### DOCUMENT EXCERPT:

Broadening My Lexicon essay broadcasted on 89.7 WUWM Milwaukee
Press play to listen to my essay broadcasted on 89.7 WUWM's Lake Effect program on May 13, 2011.
Press play to listen to my essay broadcasted on 89.7 WUWM's Lake Effect program on May 13, 2011.
I had the great misfortune last weekend of watching what has got to be among the worst Best Picture Oscar winners ever: Chariots of Fire, 1981’s victor in a field of forgettable movies (Raiders of the Lost Ark notwithstanding). Ask my family to trust me again with a movie selection and you’ll likely start a fist-fight.
I’ve been trying to get the five of us to watch films none of us have seen before, and it seemed reasonable that a PG Oscar winner with a hummable theme might fit the bill. After all, we all saw The King’s Speech at a theater a few months ago with great success (albeit with a bit of restlessness from my son), so I know that my kids are able to handle a movie that doesn’t offer explosions, wizards or fart jokes. And my first attempt to expand our horizons, 1973’s Paper Moon, while not a resounding success, was deemed enjoyable enough to allow me another crack at picking a movie. Unfortunately, not only does Chariots of Fire not have explosions, wizards or fart jokes, it also doesn’t have Tatum O’Neil and lacks what I deem to be essential in filmmaking: a reason to be filmed.

### STATED PROBLEM 1:
Rewrite everything in the entries from the line containing "Annotate the pendant light cord" down to the end of the entries, putting "wire" in place of "cord" and changing nothing else.

### Stored dataset items:
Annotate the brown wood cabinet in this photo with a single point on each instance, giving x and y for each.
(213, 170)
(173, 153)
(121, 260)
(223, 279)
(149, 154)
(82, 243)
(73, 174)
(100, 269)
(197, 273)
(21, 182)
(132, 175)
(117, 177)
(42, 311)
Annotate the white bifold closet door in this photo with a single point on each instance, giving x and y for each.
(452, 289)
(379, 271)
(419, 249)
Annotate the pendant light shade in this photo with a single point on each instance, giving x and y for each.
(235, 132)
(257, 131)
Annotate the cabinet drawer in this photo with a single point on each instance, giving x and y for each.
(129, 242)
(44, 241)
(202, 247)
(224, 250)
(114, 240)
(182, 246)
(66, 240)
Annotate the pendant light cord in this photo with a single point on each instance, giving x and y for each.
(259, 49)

### STATED PROBLEM 2:
Name every film title mentioned in the movie-night essay.

### COMPLETE RESPONSE 1:
Annotate the pendant light wire in this photo with a single point on each instance, giving x and y for each.
(259, 49)

### COMPLETE RESPONSE 2:
Chariots of Fire
Raiders of the Lost Ark
The King's Speech
Paper Moon